Work task ▸ Word for word, the data below must be repeated in full; no picture is to be included.

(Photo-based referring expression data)
────────────────

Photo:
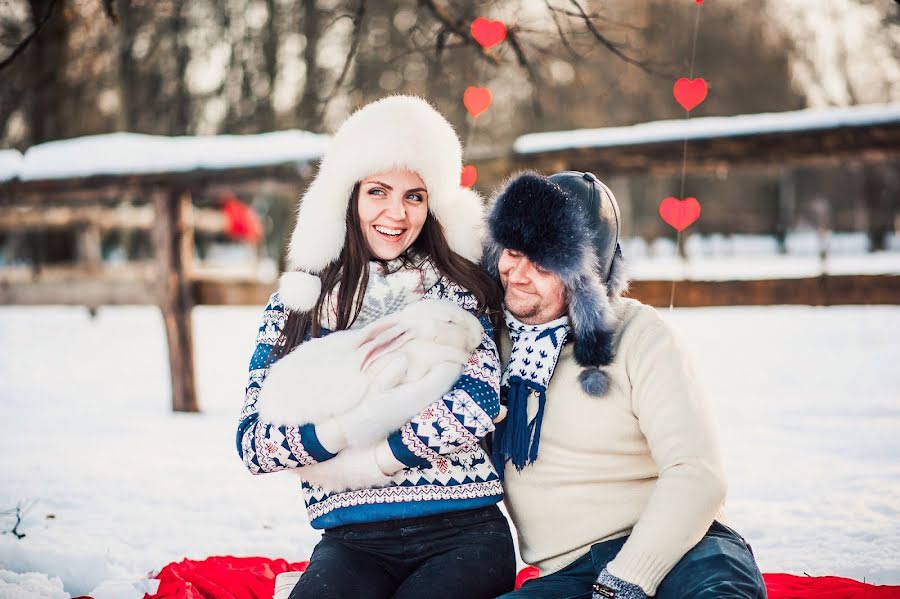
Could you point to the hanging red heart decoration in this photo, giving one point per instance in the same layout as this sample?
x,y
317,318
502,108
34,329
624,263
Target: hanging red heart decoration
x,y
468,176
679,214
690,92
477,100
488,33
241,222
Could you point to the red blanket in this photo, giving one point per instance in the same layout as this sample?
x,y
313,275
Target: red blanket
x,y
254,578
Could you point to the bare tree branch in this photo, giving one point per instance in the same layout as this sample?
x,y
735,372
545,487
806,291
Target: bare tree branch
x,y
533,75
354,46
589,23
562,35
109,7
24,43
458,28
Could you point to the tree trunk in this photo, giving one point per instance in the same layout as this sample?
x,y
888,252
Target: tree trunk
x,y
308,116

────────────────

Solution for this exercise ▸
Photo:
Could you point to the hanging red heart decoration in this photo, giving one point per instance in the same layout as this sample?
x,y
317,318
502,108
34,329
624,263
Target: hanging red heart decoration
x,y
468,176
679,214
690,92
477,100
488,33
241,222
Could you point to the red blanket in this photo, giving one point per instance in the same layout as this sample?
x,y
313,275
Target: red blanket
x,y
254,578
Could you point to the bare tree branch in this photo, giving one point per instance in the same layout as this sample?
x,y
735,372
545,487
806,291
Target: bare tree branch
x,y
533,75
354,46
589,23
562,35
109,7
24,43
458,28
Could you point to the tree trunk in this photo, giving one point per instance in the same layout as this sample?
x,y
888,252
Target: tree trunk
x,y
308,116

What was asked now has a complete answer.